# brauche tips zum feedern,..



## boss (4. Dezember 2011)

Hallo,

ich habe mir jetzt eine Feederrute zu geleget und will mit dem feeder angeln anfangen,

angle am einen see der 70ha hat.
ich habe eine 3,60m (sänger Mp-1 Heavy feeder)
nehme eine front bremsen rolle von spro ( montana) mit genügend schnur reserven.
benutzen will ich eine schlaufen montage für den korb.
soweit habe ich schon so einiges gelesen und mich informiert nur habe da immer noch eine frage die ich gerne beantwortet bekommen würde.

und zwar weiss ich nicht so genau was ich alls hauptschnur nehmen soll??
ist es besser eine mono zu nehmen wenn welche stärke und welche schnur könnt ihr mir fürs feedern empfelen?

_Erfasste Daten:_
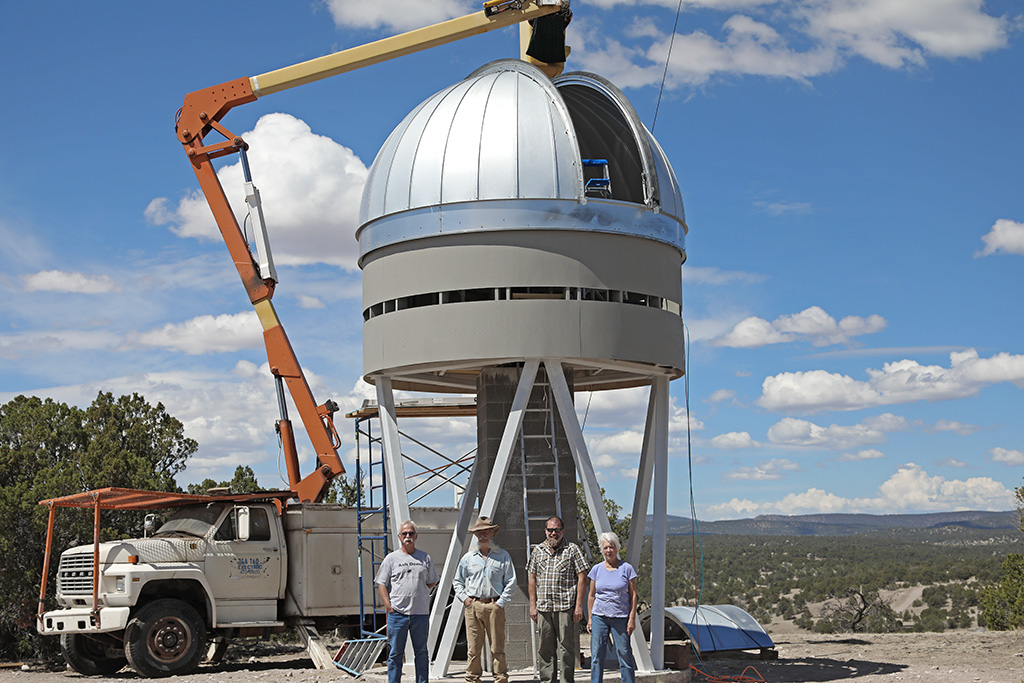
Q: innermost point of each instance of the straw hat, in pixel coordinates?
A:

_Ihre Aufgabe:_
Wie lang ist die Feederrute laut dem Forumsbeitrag zum Feederangeln?

_Ergebnis der Übung:_
Die Feederrute ist 3,60 m lang.